**Exercise instructions:** Copy out the records exactly, starting with the line containing "Point to the birch tree." and continuing through the last line of the records. Reproduce only those lines.

**Records provided:**
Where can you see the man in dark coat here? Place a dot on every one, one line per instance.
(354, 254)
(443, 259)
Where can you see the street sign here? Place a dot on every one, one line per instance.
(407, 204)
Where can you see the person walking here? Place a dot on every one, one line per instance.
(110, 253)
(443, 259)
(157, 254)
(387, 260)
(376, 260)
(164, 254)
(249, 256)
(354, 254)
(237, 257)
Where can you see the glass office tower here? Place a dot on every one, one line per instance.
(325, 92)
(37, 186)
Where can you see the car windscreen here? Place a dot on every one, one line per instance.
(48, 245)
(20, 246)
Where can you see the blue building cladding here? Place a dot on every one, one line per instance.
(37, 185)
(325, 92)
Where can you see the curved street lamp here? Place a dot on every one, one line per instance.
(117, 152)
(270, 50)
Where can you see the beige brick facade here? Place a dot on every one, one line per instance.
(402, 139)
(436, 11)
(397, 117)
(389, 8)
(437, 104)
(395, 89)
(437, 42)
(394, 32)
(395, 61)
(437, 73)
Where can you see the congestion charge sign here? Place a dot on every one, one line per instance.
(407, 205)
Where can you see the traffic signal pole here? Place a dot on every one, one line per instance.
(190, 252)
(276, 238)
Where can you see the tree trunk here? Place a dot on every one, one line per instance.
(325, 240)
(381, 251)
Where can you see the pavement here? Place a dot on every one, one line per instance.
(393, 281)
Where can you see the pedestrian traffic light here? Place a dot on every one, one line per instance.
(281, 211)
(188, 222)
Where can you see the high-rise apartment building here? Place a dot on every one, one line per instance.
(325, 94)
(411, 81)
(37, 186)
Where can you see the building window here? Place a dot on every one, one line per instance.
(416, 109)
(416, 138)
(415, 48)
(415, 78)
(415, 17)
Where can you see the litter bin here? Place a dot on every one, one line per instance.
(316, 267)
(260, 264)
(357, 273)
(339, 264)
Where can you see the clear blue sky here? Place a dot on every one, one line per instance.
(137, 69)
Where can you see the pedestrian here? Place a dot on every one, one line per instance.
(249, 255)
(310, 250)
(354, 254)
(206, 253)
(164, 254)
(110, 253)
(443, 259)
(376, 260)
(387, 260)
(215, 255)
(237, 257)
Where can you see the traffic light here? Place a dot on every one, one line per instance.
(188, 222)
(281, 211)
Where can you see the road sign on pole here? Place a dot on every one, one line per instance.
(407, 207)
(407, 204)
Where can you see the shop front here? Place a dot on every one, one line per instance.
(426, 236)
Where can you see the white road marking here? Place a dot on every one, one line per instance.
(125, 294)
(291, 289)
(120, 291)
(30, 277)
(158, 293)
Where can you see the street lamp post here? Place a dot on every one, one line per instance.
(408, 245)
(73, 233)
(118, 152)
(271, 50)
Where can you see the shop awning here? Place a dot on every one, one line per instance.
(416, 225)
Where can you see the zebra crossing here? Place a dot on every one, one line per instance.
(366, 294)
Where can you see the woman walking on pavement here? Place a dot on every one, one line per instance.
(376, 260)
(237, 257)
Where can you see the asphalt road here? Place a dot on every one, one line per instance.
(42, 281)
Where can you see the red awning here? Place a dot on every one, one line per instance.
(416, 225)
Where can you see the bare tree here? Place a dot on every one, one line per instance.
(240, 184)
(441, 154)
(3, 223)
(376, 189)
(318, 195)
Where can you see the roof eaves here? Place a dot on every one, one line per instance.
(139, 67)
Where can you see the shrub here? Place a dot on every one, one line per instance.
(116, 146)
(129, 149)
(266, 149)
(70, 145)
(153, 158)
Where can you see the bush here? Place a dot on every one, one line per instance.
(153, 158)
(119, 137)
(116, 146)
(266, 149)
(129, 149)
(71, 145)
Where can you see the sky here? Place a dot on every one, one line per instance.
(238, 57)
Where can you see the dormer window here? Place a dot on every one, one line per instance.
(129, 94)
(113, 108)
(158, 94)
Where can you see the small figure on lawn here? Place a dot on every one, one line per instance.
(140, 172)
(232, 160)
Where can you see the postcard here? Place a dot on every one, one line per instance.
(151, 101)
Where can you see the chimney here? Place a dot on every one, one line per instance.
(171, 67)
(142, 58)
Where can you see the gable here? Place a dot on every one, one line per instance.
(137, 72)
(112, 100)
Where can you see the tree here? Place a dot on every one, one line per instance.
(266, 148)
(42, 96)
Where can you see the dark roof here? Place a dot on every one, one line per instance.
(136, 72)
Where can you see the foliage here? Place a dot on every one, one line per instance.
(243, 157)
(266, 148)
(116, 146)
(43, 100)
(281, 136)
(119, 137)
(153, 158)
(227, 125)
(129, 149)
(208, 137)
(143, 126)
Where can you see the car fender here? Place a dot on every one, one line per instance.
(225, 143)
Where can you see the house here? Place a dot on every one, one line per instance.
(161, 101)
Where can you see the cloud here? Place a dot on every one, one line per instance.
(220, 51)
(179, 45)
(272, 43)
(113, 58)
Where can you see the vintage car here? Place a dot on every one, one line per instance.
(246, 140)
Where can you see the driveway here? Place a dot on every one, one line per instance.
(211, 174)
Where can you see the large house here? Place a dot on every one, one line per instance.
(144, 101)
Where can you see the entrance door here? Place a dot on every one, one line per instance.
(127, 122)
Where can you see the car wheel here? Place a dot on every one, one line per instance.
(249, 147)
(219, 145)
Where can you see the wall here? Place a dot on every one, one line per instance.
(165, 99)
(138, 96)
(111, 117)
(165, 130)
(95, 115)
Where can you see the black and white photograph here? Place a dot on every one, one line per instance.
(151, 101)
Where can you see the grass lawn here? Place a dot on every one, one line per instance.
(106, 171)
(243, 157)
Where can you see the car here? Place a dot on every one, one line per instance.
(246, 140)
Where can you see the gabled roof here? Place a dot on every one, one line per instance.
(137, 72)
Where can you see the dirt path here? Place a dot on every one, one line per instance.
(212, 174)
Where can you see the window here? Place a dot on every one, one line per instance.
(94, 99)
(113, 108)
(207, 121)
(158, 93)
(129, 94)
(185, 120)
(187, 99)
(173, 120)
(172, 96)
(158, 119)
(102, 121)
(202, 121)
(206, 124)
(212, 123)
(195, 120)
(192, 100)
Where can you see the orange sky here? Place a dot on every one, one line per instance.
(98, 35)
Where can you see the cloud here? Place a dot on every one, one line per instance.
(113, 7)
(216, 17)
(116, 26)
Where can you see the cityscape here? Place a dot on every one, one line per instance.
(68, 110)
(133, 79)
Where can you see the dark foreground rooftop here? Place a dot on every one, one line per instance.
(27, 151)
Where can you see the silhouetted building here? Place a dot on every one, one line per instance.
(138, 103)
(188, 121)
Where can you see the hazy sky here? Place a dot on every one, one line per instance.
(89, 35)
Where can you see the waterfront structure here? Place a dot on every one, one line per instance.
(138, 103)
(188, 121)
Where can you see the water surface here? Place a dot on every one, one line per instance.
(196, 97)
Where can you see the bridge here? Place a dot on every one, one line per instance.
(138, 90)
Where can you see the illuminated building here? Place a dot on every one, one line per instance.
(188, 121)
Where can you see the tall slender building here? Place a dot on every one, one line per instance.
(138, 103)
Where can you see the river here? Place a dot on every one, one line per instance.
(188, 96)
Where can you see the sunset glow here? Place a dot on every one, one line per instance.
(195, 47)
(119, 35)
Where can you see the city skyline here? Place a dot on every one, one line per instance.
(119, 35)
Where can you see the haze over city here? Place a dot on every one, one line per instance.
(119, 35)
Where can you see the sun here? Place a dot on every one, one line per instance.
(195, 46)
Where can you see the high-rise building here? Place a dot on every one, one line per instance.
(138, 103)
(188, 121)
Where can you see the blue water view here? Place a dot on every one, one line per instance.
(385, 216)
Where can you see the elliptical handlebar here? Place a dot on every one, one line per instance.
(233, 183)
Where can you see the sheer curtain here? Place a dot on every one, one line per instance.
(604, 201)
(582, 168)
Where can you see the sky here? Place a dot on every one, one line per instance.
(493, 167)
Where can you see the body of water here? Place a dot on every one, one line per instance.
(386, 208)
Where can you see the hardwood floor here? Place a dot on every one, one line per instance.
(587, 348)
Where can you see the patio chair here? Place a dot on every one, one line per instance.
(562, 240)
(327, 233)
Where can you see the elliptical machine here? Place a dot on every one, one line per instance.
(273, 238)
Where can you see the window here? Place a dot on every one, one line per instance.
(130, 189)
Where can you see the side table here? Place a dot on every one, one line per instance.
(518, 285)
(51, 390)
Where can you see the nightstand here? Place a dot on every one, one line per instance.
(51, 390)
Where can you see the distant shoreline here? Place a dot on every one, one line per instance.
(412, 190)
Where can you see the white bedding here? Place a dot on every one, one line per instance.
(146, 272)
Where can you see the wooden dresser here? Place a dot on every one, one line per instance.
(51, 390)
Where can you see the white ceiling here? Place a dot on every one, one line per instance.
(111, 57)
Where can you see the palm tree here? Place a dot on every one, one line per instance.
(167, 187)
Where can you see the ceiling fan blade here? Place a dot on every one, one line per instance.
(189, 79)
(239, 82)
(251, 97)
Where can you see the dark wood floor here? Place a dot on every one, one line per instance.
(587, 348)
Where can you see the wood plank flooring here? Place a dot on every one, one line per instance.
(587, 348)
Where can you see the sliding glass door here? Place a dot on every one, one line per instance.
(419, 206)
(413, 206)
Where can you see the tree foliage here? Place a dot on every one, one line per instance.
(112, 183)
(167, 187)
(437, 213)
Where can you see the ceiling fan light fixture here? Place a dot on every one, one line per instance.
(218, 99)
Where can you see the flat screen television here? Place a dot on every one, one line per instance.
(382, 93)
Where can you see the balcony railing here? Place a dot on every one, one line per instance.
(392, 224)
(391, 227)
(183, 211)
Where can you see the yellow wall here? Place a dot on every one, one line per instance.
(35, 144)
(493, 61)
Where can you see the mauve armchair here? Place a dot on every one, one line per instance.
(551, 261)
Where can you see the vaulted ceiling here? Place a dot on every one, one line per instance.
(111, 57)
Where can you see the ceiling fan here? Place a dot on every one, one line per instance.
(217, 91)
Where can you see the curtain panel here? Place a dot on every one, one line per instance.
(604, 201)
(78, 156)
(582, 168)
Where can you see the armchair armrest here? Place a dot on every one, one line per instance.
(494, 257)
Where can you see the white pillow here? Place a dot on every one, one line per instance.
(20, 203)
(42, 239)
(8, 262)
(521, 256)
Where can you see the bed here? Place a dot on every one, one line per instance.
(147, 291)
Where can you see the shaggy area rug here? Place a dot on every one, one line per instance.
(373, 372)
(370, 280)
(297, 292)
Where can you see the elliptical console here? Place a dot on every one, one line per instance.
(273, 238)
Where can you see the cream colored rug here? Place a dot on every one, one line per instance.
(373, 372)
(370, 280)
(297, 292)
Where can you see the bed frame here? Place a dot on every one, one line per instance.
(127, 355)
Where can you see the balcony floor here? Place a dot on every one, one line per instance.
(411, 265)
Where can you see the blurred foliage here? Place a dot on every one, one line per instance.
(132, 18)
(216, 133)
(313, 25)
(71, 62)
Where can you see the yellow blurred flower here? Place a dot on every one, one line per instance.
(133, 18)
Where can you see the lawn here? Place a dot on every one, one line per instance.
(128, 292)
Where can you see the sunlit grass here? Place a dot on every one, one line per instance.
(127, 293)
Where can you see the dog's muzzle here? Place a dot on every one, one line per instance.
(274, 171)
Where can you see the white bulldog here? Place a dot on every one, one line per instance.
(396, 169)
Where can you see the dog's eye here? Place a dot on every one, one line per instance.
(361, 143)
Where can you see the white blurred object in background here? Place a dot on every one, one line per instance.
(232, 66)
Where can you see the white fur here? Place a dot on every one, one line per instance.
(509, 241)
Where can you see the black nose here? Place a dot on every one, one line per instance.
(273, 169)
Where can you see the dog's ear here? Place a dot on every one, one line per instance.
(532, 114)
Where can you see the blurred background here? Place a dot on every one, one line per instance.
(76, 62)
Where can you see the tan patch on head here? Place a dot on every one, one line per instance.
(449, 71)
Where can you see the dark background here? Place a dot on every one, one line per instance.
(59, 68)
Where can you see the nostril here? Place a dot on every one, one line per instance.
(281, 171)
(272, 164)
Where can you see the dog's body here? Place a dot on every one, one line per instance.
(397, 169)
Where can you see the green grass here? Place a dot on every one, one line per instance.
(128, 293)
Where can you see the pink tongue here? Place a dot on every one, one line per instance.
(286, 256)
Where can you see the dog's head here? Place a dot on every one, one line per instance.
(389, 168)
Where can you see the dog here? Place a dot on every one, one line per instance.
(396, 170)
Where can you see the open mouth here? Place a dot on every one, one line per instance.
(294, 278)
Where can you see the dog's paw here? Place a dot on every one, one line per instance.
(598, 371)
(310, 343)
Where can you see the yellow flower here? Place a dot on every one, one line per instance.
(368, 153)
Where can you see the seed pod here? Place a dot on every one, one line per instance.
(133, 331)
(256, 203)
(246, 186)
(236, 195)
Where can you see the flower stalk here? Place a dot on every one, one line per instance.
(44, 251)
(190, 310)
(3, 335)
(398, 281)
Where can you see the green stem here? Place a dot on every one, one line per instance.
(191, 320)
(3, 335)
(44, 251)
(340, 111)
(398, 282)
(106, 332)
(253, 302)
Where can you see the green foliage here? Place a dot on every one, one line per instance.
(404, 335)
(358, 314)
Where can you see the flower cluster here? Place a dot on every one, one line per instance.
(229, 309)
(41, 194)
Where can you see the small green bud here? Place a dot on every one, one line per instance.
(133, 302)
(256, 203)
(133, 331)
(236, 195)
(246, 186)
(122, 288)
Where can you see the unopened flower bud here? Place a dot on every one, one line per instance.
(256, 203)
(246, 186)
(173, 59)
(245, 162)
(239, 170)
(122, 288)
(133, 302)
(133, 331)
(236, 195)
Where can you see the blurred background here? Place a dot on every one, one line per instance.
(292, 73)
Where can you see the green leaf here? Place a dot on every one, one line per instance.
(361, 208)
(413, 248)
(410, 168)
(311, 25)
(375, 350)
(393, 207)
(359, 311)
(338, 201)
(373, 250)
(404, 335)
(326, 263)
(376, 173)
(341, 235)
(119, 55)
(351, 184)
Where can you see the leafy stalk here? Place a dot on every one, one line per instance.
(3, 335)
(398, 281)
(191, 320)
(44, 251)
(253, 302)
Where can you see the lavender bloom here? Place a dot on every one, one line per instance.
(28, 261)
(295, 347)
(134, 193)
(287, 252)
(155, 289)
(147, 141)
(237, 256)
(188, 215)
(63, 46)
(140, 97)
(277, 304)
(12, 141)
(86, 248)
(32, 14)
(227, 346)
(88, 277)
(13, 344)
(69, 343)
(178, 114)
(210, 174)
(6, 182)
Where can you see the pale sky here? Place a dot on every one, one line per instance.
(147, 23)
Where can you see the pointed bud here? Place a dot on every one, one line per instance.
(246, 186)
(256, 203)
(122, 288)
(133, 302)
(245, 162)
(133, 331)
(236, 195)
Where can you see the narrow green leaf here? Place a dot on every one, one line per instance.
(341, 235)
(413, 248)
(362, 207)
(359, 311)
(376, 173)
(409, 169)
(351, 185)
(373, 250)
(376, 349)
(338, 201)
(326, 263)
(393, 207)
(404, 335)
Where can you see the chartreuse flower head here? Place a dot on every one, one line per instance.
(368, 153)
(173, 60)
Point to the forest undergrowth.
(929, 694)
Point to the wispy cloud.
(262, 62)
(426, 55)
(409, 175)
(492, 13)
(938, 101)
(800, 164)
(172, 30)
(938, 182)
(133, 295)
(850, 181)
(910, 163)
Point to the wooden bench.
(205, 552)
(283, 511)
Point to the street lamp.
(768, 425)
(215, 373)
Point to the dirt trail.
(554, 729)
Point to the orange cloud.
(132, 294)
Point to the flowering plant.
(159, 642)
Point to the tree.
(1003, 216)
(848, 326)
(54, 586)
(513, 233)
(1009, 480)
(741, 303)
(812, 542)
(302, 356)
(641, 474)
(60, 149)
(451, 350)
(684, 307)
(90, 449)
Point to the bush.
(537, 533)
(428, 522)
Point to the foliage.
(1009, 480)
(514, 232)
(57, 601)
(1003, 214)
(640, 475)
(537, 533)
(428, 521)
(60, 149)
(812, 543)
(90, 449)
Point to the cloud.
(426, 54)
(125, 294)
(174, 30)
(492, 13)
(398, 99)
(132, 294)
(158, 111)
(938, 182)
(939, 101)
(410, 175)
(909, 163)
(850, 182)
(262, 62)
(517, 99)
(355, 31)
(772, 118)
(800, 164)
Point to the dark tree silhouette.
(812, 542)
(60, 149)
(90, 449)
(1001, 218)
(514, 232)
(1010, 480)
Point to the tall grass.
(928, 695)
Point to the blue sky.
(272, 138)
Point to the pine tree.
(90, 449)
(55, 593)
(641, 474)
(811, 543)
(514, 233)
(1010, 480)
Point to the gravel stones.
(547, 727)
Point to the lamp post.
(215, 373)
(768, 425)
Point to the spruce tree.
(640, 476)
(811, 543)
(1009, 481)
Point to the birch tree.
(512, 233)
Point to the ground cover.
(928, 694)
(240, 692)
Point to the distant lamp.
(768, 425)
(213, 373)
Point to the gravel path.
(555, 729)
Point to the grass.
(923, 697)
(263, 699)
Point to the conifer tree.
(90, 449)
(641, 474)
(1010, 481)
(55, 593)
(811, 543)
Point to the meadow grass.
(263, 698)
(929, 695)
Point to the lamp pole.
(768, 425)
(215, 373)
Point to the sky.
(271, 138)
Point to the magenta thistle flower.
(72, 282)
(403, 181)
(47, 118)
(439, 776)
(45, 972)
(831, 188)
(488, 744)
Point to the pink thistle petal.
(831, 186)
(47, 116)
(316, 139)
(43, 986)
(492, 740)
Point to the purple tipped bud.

**Solved exercise:**
Point to the birch tree.
(512, 233)
Point to the ground cover.
(928, 694)
(240, 692)
Point to the distant lamp.
(768, 425)
(213, 373)
Point to the gravel path.
(555, 729)
Point to the grass.
(923, 697)
(263, 699)
Point to the conifer tree.
(90, 449)
(641, 474)
(1010, 481)
(55, 593)
(811, 543)
Point to the meadow grass.
(263, 698)
(929, 695)
Point to the lamp pole.
(768, 425)
(215, 373)
Point to the sky.
(271, 138)
Point to the magenta thistle flower.
(72, 282)
(403, 181)
(47, 118)
(439, 776)
(45, 972)
(831, 188)
(488, 744)
Point to the pink thistle petal.
(831, 186)
(47, 116)
(316, 139)
(43, 986)
(492, 740)
Point to the purple tipped bud.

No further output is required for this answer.